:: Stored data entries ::
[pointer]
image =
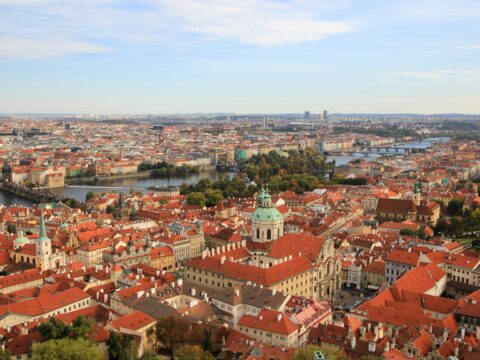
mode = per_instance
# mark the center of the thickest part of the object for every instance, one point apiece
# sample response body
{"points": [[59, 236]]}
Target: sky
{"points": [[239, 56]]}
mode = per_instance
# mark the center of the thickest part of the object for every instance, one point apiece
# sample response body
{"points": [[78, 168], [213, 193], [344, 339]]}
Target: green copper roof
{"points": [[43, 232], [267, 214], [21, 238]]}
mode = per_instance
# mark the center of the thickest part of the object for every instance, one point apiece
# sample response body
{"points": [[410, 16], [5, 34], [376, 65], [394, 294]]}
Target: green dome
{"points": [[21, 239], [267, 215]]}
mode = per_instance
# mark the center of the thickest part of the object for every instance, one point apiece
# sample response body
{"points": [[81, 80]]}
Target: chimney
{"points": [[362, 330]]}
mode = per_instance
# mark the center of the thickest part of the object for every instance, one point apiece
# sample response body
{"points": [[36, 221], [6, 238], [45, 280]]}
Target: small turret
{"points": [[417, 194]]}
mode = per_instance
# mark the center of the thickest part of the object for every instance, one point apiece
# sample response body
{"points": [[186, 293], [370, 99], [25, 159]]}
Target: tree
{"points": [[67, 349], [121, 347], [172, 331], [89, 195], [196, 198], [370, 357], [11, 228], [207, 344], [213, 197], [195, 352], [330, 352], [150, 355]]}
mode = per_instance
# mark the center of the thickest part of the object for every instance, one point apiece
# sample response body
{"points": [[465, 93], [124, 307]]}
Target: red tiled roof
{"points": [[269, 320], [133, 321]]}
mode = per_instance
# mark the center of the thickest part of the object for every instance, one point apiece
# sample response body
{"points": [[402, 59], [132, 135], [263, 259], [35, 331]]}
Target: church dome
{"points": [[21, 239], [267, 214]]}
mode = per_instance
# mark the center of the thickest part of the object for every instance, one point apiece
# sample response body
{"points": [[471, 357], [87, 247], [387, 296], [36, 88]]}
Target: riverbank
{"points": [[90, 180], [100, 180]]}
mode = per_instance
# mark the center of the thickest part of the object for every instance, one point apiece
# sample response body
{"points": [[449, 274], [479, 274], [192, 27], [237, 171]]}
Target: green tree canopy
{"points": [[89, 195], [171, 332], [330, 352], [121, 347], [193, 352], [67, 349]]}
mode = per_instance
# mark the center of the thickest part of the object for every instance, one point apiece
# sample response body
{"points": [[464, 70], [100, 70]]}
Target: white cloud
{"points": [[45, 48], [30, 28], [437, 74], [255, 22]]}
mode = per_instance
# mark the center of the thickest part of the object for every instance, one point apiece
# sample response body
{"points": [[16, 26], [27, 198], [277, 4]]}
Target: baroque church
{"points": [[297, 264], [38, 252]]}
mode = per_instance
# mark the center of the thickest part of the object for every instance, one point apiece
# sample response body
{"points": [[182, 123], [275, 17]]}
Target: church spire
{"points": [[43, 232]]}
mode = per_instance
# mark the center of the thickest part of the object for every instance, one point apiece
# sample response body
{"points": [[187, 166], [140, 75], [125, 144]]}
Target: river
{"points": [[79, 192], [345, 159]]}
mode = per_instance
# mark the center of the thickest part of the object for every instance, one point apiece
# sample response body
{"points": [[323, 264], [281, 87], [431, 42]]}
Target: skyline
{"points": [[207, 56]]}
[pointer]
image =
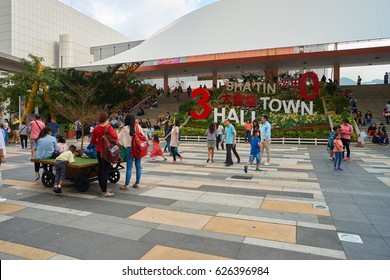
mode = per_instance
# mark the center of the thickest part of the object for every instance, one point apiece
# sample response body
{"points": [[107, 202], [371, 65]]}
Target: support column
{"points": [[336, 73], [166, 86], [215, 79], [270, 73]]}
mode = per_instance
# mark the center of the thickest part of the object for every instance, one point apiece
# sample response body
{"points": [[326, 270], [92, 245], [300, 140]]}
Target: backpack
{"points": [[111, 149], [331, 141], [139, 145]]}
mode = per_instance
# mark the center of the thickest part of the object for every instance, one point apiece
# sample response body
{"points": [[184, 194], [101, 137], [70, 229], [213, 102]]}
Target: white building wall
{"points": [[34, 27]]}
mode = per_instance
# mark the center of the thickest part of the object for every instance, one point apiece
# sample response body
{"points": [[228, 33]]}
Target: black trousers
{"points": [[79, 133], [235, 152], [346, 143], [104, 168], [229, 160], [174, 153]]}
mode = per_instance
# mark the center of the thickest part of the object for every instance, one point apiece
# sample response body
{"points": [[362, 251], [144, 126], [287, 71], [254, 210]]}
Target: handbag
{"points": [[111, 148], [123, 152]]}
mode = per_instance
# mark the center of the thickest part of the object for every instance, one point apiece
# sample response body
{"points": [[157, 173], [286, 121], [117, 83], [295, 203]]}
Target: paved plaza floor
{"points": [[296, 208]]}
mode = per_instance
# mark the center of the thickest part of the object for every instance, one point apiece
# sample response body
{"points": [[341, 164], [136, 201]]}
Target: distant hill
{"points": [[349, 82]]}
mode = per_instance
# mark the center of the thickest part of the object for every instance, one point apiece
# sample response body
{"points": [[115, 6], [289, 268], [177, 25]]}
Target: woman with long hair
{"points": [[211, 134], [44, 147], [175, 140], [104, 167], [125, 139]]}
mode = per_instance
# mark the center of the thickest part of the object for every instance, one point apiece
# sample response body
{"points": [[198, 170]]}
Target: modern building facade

:: WORK INSTRUCTIONS ::
Only the text of the records belongs in the answer, printed exactly and without pictures.

:: YOUR SOLUTION ::
[pointer]
image =
mode = per_instance
# mark the center of the thickest part of the object for every instance, one point apiece
# sample response body
{"points": [[59, 236]]}
Target: sky
{"points": [[239, 56]]}
mode = per_instance
# mark the center of the thickest part of the object for every instance, one point apiece
# sample response body
{"points": [[78, 168], [213, 193], [344, 339]]}
Target: green copper roof
{"points": [[43, 232], [267, 214], [21, 238]]}
mode = per_instance
# mark the center of the thickest part of the object for every instance, one point apiece
# sample response body
{"points": [[410, 16], [5, 34], [376, 65], [394, 294]]}
Target: green dome
{"points": [[21, 239], [267, 215]]}
mode = per_instance
# mark the center of the thickest part of the object for every instance, one point apiece
# sample response body
{"points": [[81, 80]]}
Target: chimney
{"points": [[362, 330]]}
mode = per_instance
# mark the center of the thickest part of the object for every instance, one point apiece
# sample response body
{"points": [[36, 221], [6, 238], [45, 280]]}
Target: small turret
{"points": [[417, 194]]}
mode = per_instance
# mark the center of the thickest part of the object for every instance, one point apiece
# sample response body
{"points": [[186, 293], [370, 99], [25, 159]]}
Target: tree
{"points": [[67, 349], [121, 347], [172, 331], [89, 195], [196, 198], [370, 357], [11, 228], [207, 344], [213, 197], [195, 352], [330, 352], [150, 355]]}
mode = per_instance
# mark the center of the thickest part of the object for every instance, one point apiece
# sample response body
{"points": [[465, 93], [124, 307]]}
Target: red tiled roof
{"points": [[269, 320], [133, 321]]}
mode = per_instance
# mark the center of the thickest part of the object for every instance, one point apiece
# sample response body
{"points": [[402, 59], [132, 135], [263, 259], [35, 331]]}
Target: church dome
{"points": [[21, 239], [267, 214]]}
mode = per_instance
# mark the center of the thickest part of the object for every instance, one point apiece
# sample response body
{"points": [[471, 357], [87, 247], [387, 296], [36, 88]]}
Target: riverbank
{"points": [[90, 180], [100, 180]]}
mode = per_instance
# mark the center of the thickest part of the object for every instance, one point apiece
# sample response body
{"points": [[449, 274], [479, 274], [192, 27], [237, 171]]}
Target: green tree canopy
{"points": [[89, 195], [171, 332], [330, 352], [121, 347], [193, 352], [67, 349]]}
mode = per_instance
# mark the center of the thickest part of the object for every instance, one point apiece
# sample response body
{"points": [[464, 70], [100, 70]]}
Target: white cloud
{"points": [[45, 48], [30, 28], [437, 74], [255, 22]]}
mode = per_instance
# mark the center of the thickest part of the object for every instance, one point apiece
# sample response body
{"points": [[16, 26], [27, 198], [277, 4]]}
Target: baroque church
{"points": [[297, 264], [38, 252]]}
mode = per_instance
# mark the center of the thickest part of the object for every instance, one point apiece
# sample response body
{"points": [[182, 123], [275, 17]]}
Target: church spire
{"points": [[43, 232]]}
mode = per_instance
# mark the center of the thickest part of the object for every instance, one point apiece
# sample response body
{"points": [[187, 166], [140, 75], [125, 144]]}
Target: river
{"points": [[79, 192], [345, 159]]}
mode = per_instance
# mark the center of the thickest part of the object for every instance, one point apiece
# sample response body
{"points": [[323, 264], [281, 87], [431, 42]]}
Target: skyline
{"points": [[207, 56]]}
[pointer]
image =
mode = per_instance
# mark the center of the thickest part of the object for every instance, one point apiece
# sample response body
{"points": [[107, 202], [371, 65]]}
Target: support column
{"points": [[336, 73], [166, 86], [215, 79], [270, 73]]}
mode = per_instance
# mark the center of the thickest part of the object for every instance, one point apiece
# sample response body
{"points": [[326, 270], [92, 245], [300, 140]]}
Target: backpack
{"points": [[111, 149], [331, 141], [139, 145]]}
mode = per_instance
# mark the center of the thickest part of the object for every instance, one point apiece
# sample response body
{"points": [[184, 194], [101, 137], [70, 229], [213, 102]]}
Target: white building wall
{"points": [[34, 27]]}
mode = per_instance
# mark the center of the thickest part of the object for every instance, one point apiece
# sample response body
{"points": [[228, 33]]}
Target: black trousers
{"points": [[79, 133], [235, 152], [346, 143], [104, 168], [229, 160], [174, 153]]}
mode = per_instance
# mark the center of the thickest part of the object for every instance, one point apiece
# sample response body
{"points": [[362, 251], [144, 126], [287, 71], [254, 210]]}
Target: handbag
{"points": [[111, 148], [123, 152]]}
mode = per_instance
# mark the center of the thickest part of the object for every instance, one point apiece
# sample response body
{"points": [[157, 173], [286, 121], [117, 83], [295, 203]]}
Target: paved plaza floor
{"points": [[296, 208]]}
mode = per_instance
# mark the center of the thickest part of the object for every instance, one point apiece
# sample response body
{"points": [[341, 164], [136, 201]]}
Target: distant hill
{"points": [[349, 82]]}
mode = per_instance
# mark the center of the thickest part of the object for every instance, one point apiece
# sample response body
{"points": [[115, 6], [289, 268], [177, 25]]}
Target: woman with long hair
{"points": [[211, 134], [44, 147], [175, 140], [104, 167], [125, 139]]}
mode = per_instance
# mark the center of the thickest part of the object for every instance, one point apiece
# sample response body
{"points": [[198, 170]]}
Target: modern building facade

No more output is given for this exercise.